Records in a dataset:
##############################

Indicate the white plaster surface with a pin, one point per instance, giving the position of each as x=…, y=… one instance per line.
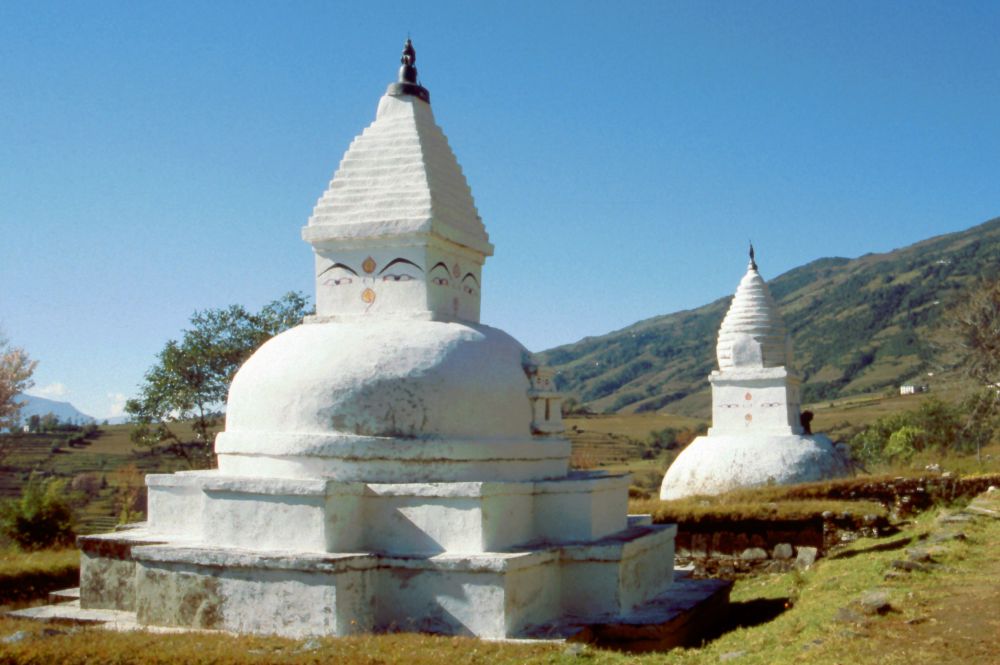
x=390, y=464
x=755, y=400
x=716, y=464
x=320, y=394
x=399, y=176
x=752, y=333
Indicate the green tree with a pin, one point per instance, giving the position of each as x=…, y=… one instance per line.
x=16, y=369
x=191, y=377
x=978, y=326
x=41, y=517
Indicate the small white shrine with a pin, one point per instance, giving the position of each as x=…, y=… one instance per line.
x=756, y=436
x=391, y=463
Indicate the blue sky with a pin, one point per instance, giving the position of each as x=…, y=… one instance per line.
x=160, y=158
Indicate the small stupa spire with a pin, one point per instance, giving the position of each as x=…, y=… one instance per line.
x=408, y=83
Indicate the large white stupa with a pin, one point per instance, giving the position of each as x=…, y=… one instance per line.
x=756, y=436
x=391, y=463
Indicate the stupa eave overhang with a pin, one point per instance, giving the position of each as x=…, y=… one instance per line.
x=400, y=231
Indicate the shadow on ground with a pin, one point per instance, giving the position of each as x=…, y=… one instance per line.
x=888, y=546
x=737, y=615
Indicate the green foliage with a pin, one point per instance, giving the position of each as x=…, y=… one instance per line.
x=904, y=443
x=935, y=426
x=41, y=517
x=191, y=377
x=16, y=369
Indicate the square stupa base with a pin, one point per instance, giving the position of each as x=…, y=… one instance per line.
x=295, y=594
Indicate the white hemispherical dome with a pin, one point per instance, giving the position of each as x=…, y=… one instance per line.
x=383, y=401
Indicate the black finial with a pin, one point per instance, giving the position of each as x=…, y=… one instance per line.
x=408, y=73
x=407, y=83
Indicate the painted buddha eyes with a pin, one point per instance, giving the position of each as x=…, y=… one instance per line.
x=338, y=282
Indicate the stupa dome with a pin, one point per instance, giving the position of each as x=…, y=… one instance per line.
x=394, y=379
x=413, y=400
x=752, y=333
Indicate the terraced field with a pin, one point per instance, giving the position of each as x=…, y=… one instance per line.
x=103, y=474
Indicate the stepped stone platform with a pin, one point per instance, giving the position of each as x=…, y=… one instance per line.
x=683, y=615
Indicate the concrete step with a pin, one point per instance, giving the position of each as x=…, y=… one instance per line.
x=71, y=613
x=64, y=595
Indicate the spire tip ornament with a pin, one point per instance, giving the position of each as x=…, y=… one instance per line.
x=408, y=83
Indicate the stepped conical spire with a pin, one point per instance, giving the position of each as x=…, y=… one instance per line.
x=397, y=232
x=408, y=84
x=753, y=334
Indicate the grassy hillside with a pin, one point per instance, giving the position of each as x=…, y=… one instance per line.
x=857, y=325
x=103, y=474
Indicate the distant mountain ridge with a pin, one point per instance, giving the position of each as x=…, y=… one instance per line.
x=856, y=325
x=40, y=406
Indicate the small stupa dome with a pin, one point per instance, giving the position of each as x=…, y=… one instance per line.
x=752, y=333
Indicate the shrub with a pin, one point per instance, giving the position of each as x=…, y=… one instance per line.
x=41, y=517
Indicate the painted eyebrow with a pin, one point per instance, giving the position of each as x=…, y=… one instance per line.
x=339, y=265
x=395, y=261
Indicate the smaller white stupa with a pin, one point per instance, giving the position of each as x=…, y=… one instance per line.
x=756, y=436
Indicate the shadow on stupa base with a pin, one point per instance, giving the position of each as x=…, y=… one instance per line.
x=691, y=613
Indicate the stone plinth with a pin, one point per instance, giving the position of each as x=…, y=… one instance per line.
x=311, y=557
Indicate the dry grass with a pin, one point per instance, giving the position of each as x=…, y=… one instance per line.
x=946, y=615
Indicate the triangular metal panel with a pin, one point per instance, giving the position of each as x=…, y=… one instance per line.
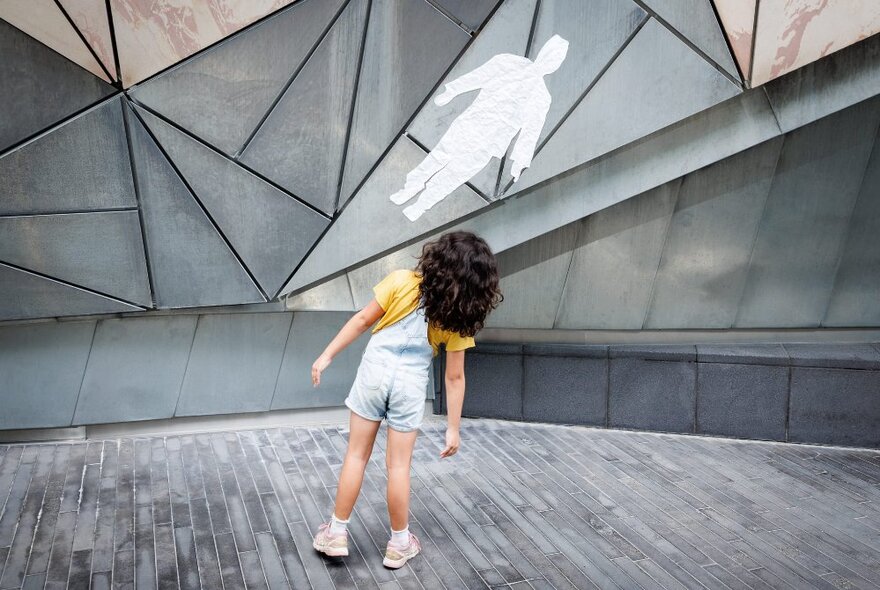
x=221, y=95
x=506, y=32
x=470, y=13
x=271, y=230
x=40, y=87
x=191, y=264
x=302, y=143
x=656, y=81
x=42, y=20
x=80, y=165
x=696, y=21
x=595, y=31
x=372, y=224
x=408, y=47
x=151, y=36
x=93, y=21
x=103, y=252
x=25, y=295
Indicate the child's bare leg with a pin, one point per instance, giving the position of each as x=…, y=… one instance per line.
x=398, y=459
x=361, y=436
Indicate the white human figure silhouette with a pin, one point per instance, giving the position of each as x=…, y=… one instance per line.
x=513, y=100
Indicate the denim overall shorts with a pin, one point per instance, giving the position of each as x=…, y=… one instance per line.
x=392, y=379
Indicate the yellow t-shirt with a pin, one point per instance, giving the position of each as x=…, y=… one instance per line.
x=398, y=295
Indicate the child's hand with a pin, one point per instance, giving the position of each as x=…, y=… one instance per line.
x=453, y=441
x=318, y=366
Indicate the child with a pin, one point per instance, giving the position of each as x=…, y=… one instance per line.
x=444, y=300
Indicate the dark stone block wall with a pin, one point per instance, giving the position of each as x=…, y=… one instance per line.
x=812, y=393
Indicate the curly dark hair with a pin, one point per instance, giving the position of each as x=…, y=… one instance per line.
x=459, y=285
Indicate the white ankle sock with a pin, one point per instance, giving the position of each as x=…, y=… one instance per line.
x=337, y=526
x=400, y=537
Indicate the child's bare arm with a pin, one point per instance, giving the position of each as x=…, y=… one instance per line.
x=454, y=400
x=357, y=325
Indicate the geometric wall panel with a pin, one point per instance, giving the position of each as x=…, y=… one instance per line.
x=302, y=143
x=92, y=20
x=151, y=36
x=81, y=165
x=697, y=22
x=99, y=251
x=408, y=47
x=191, y=264
x=705, y=257
x=803, y=228
x=699, y=141
x=353, y=237
x=823, y=87
x=135, y=369
x=25, y=295
x=855, y=299
x=42, y=366
x=234, y=363
x=595, y=31
x=471, y=13
x=793, y=34
x=738, y=19
x=39, y=86
x=309, y=335
x=657, y=80
x=609, y=284
x=270, y=230
x=221, y=94
x=334, y=295
x=44, y=21
x=543, y=261
x=506, y=32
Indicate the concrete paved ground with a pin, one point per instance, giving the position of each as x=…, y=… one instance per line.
x=522, y=505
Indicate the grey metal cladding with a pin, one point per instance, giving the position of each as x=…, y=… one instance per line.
x=269, y=229
x=42, y=367
x=333, y=295
x=705, y=259
x=697, y=22
x=506, y=32
x=309, y=335
x=532, y=278
x=854, y=298
x=191, y=264
x=222, y=94
x=595, y=30
x=301, y=144
x=363, y=278
x=102, y=251
x=825, y=86
x=470, y=13
x=135, y=369
x=408, y=47
x=613, y=268
x=81, y=165
x=234, y=363
x=40, y=87
x=803, y=228
x=353, y=237
x=657, y=80
x=25, y=295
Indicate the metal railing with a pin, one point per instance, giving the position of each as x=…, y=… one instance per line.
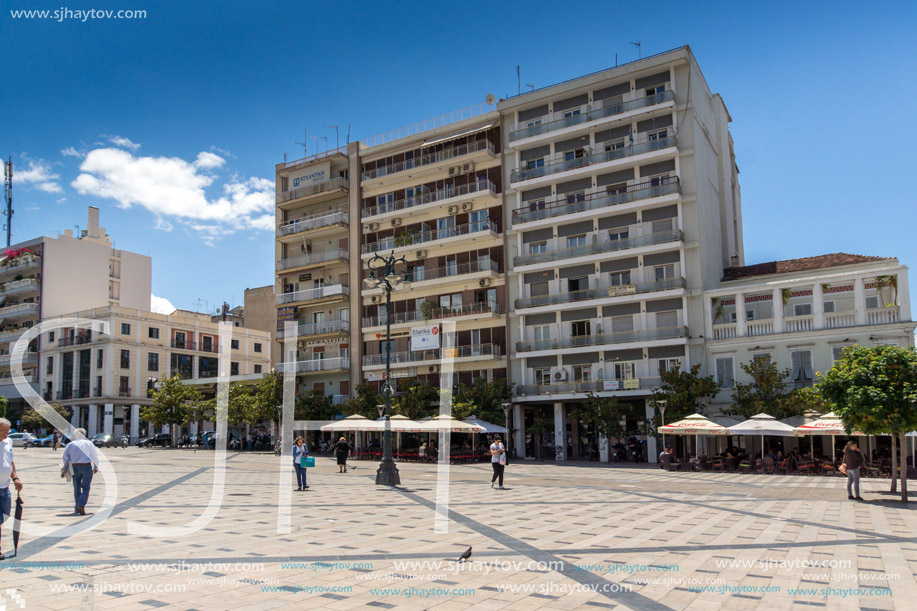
x=600, y=247
x=437, y=314
x=601, y=293
x=612, y=108
x=638, y=335
x=340, y=216
x=314, y=365
x=324, y=256
x=430, y=235
x=430, y=197
x=430, y=159
x=335, y=290
x=322, y=187
x=597, y=201
x=644, y=145
x=412, y=356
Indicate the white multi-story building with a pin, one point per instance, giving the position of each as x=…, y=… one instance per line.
x=623, y=206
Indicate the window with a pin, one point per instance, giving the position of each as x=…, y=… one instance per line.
x=581, y=328
x=725, y=371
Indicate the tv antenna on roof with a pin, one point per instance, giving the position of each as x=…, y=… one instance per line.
x=639, y=50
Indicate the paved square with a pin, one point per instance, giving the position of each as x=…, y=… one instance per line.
x=559, y=537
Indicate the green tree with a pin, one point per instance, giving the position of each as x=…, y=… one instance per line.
x=33, y=421
x=875, y=391
x=174, y=403
x=682, y=392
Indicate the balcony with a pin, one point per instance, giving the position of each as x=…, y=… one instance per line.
x=641, y=335
x=329, y=186
x=439, y=195
x=430, y=159
x=482, y=351
x=324, y=292
x=636, y=147
x=597, y=201
x=471, y=309
x=598, y=248
x=430, y=235
x=310, y=223
x=331, y=327
x=339, y=363
x=601, y=292
x=332, y=254
x=607, y=108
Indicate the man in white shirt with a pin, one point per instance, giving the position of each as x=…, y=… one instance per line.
x=7, y=472
x=83, y=458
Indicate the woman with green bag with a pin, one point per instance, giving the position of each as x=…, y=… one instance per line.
x=300, y=460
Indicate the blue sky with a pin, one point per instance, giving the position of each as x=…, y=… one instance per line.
x=172, y=124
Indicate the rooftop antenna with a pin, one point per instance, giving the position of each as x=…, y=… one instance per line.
x=639, y=50
x=305, y=141
x=337, y=138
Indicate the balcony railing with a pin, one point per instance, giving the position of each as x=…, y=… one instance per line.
x=597, y=201
x=412, y=356
x=600, y=247
x=587, y=386
x=608, y=109
x=641, y=335
x=332, y=254
x=601, y=293
x=430, y=235
x=437, y=314
x=430, y=197
x=322, y=187
x=314, y=222
x=320, y=328
x=335, y=290
x=430, y=159
x=314, y=365
x=644, y=145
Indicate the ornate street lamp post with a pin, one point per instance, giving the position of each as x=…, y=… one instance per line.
x=382, y=274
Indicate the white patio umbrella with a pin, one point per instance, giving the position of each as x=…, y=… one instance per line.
x=696, y=425
x=762, y=424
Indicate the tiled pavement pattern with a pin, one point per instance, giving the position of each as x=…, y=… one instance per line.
x=606, y=517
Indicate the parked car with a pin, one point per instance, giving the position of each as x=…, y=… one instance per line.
x=159, y=439
x=23, y=440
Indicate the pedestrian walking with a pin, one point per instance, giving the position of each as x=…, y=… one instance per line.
x=853, y=460
x=300, y=451
x=7, y=474
x=498, y=461
x=83, y=459
x=341, y=452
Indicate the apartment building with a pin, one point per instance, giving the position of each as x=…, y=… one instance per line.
x=801, y=314
x=435, y=198
x=622, y=207
x=105, y=368
x=52, y=275
x=313, y=271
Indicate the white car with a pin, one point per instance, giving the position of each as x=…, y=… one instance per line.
x=23, y=440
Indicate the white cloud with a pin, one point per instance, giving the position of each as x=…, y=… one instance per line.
x=161, y=305
x=175, y=190
x=122, y=142
x=40, y=175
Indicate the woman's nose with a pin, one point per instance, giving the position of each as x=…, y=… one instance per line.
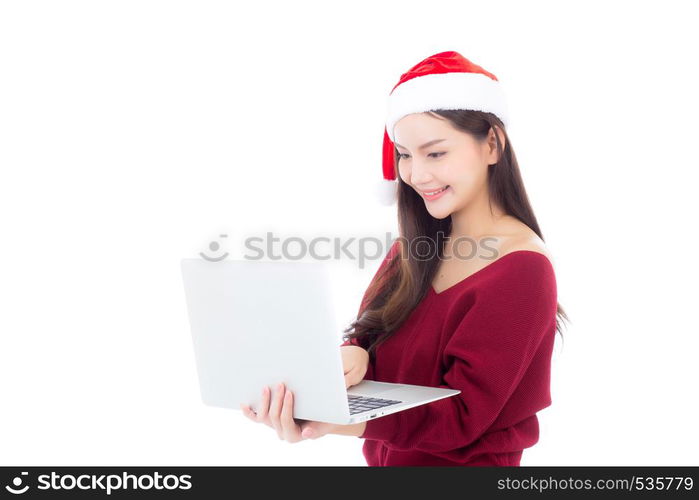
x=420, y=174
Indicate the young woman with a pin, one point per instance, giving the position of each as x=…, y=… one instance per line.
x=465, y=297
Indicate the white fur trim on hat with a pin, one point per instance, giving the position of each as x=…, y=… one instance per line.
x=474, y=91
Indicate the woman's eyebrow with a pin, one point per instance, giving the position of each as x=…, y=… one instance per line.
x=426, y=145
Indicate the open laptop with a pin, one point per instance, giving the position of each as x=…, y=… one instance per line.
x=257, y=323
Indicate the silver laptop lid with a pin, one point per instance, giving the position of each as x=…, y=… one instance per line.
x=257, y=323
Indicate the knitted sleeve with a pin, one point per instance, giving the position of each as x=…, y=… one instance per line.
x=485, y=358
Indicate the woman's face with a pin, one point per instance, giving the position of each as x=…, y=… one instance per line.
x=457, y=162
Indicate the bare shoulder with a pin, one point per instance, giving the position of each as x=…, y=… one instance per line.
x=526, y=239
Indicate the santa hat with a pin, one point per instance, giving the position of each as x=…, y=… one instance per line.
x=443, y=81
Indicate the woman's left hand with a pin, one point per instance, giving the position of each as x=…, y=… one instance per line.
x=278, y=413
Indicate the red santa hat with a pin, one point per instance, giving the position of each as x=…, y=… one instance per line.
x=446, y=80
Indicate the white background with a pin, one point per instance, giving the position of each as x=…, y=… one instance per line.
x=132, y=133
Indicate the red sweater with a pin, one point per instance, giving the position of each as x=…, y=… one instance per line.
x=491, y=336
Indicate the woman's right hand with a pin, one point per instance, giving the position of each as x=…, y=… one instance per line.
x=355, y=363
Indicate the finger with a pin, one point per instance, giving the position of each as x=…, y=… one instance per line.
x=248, y=412
x=275, y=410
x=289, y=428
x=264, y=406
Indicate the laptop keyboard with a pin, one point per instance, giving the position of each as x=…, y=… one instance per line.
x=359, y=404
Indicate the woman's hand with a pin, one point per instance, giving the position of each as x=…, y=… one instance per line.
x=355, y=363
x=278, y=414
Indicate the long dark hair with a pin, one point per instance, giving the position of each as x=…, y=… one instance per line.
x=403, y=282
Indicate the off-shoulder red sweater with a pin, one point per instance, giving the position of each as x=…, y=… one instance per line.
x=491, y=336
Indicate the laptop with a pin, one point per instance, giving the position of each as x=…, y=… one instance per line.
x=257, y=323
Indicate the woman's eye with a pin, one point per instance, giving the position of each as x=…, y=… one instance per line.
x=437, y=155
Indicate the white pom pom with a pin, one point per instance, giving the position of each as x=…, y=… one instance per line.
x=387, y=192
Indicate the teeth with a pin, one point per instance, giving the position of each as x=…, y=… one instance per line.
x=435, y=192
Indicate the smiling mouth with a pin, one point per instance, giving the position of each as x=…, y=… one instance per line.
x=432, y=193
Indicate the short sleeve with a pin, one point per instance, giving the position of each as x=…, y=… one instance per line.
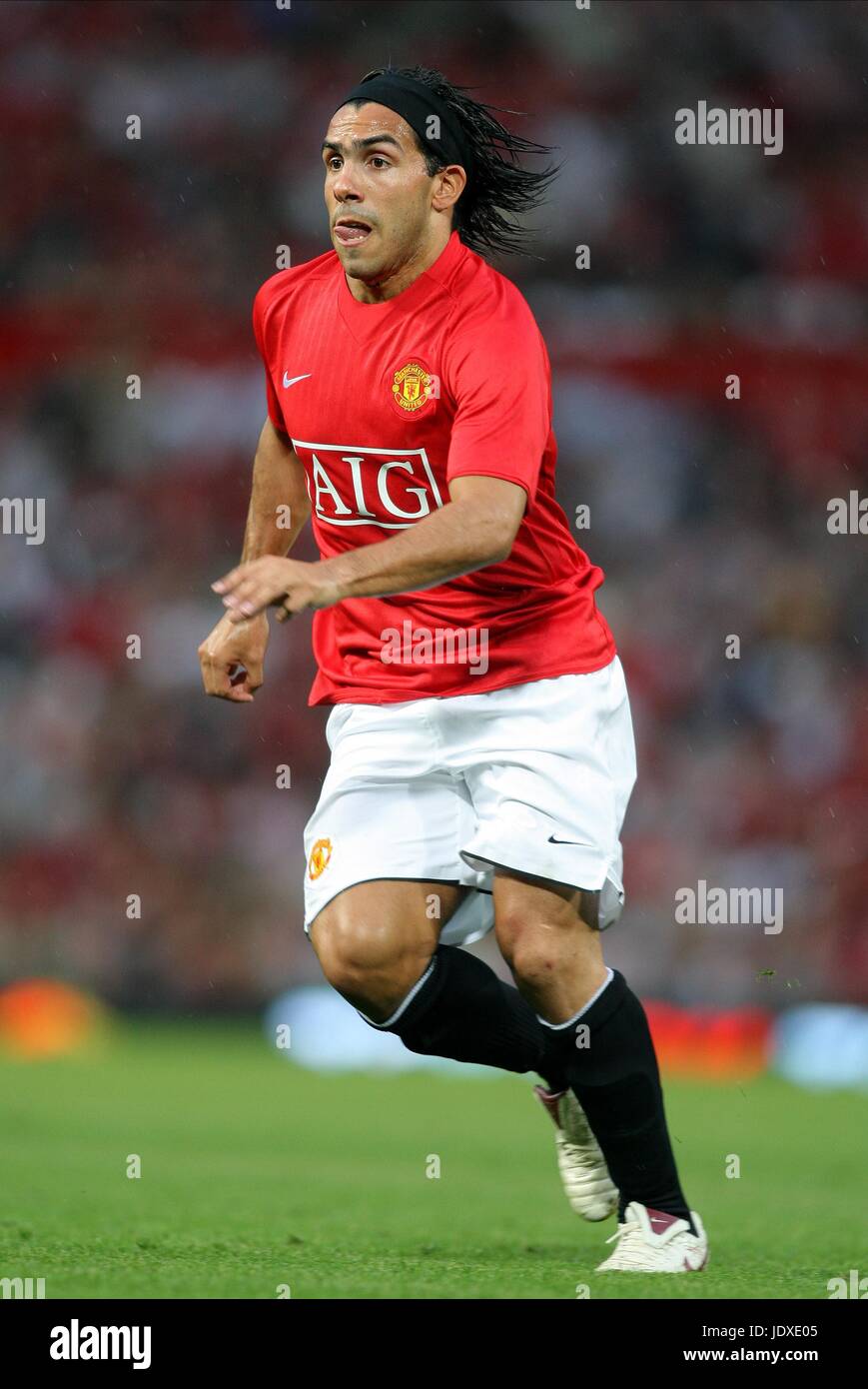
x=274, y=407
x=501, y=384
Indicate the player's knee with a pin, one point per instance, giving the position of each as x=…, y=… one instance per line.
x=534, y=957
x=366, y=961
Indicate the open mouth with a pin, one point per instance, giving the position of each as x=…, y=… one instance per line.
x=352, y=232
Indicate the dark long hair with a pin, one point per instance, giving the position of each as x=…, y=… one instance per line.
x=498, y=189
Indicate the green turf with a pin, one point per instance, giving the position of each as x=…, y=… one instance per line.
x=256, y=1174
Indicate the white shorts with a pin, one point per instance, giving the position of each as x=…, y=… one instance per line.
x=534, y=778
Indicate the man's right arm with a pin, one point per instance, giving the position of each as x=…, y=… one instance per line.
x=280, y=506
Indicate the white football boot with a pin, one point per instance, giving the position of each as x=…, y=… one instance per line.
x=583, y=1172
x=651, y=1242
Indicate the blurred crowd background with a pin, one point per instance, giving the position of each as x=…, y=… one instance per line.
x=708, y=516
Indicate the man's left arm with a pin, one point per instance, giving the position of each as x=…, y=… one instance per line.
x=475, y=528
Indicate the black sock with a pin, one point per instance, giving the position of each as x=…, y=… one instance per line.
x=464, y=1011
x=617, y=1082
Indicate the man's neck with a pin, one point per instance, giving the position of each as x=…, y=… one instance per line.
x=399, y=280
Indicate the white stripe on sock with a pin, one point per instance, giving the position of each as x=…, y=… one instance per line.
x=403, y=1006
x=560, y=1026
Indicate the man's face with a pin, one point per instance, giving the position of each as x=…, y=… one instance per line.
x=376, y=177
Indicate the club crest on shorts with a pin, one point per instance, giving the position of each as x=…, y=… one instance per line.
x=412, y=388
x=319, y=860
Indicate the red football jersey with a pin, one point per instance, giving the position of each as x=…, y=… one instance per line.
x=385, y=405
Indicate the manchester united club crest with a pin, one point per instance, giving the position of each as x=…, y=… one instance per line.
x=320, y=857
x=412, y=388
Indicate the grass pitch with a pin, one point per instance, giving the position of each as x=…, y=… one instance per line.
x=257, y=1175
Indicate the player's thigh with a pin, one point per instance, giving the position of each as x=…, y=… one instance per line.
x=384, y=925
x=536, y=915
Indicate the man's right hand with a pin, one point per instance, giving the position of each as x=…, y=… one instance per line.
x=235, y=645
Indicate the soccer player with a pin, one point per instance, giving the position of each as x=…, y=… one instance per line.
x=480, y=736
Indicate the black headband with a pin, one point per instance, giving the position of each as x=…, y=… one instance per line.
x=417, y=103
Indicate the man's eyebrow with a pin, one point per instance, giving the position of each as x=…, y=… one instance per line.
x=362, y=145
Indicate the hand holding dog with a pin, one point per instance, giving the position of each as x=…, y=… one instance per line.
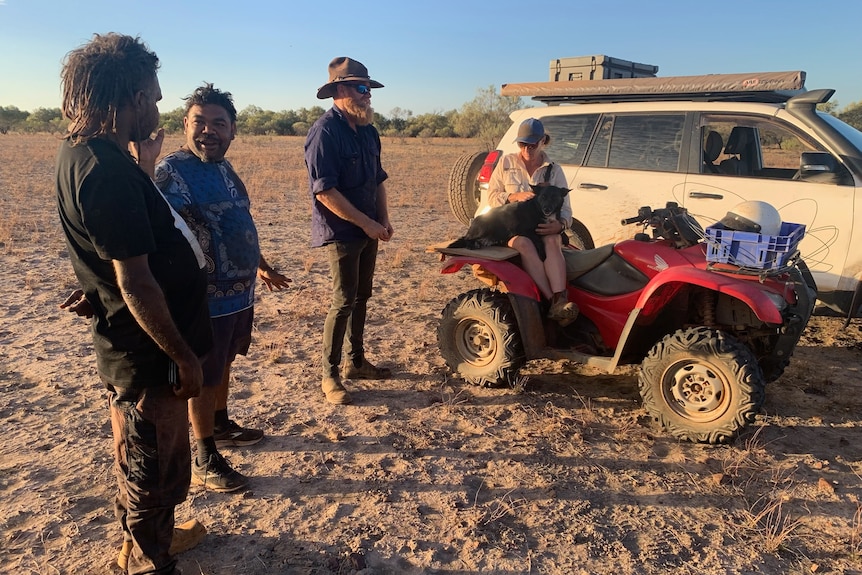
x=550, y=228
x=520, y=197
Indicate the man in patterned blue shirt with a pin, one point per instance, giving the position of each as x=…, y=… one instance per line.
x=202, y=186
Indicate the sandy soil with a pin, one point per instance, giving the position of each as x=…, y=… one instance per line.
x=424, y=473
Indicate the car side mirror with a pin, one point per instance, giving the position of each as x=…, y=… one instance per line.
x=813, y=163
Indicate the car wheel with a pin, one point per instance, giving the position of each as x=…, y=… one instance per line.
x=479, y=340
x=701, y=385
x=464, y=186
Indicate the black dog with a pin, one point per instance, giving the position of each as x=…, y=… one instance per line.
x=498, y=225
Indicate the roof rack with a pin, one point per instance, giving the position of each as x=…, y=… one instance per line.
x=755, y=87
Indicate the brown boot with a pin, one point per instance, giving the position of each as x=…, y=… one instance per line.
x=187, y=535
x=334, y=391
x=365, y=371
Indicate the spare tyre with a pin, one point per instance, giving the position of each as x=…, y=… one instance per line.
x=464, y=186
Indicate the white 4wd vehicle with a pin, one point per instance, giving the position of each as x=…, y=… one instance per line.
x=707, y=143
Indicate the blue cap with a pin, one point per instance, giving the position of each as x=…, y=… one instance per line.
x=531, y=131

##############################

- _Your objective_
Rewrite everything from the line containing "Indicate the child's hand" down to the line containing "x=400, y=537", keeping each request line unchanged. In each answer, multiply the x and y coordinates by 1.95 and round them to whole numbers, with halves rounded up.

- _Solved problem_
Indicate the child's hand with a pin, one point per instance, giving the position of each as x=…, y=… one instance per line.
x=883, y=860
x=620, y=714
Indicate the child with a pin, one point per instance, giving the position of each as x=…, y=… one instance per line.
x=866, y=585
Indicate the dark stone block wall with a pin, one point per instance, giving the position of each as x=…, y=… one instance per line.
x=1583, y=766
Indicate the curly dark hair with a pin, one point per instance, giving the position of each as x=…, y=… one instance per line.
x=895, y=556
Indicate the white ankle sock with a pin, one point per instance, giving the position of each as x=…, y=… one instance per line.
x=657, y=1026
x=780, y=1047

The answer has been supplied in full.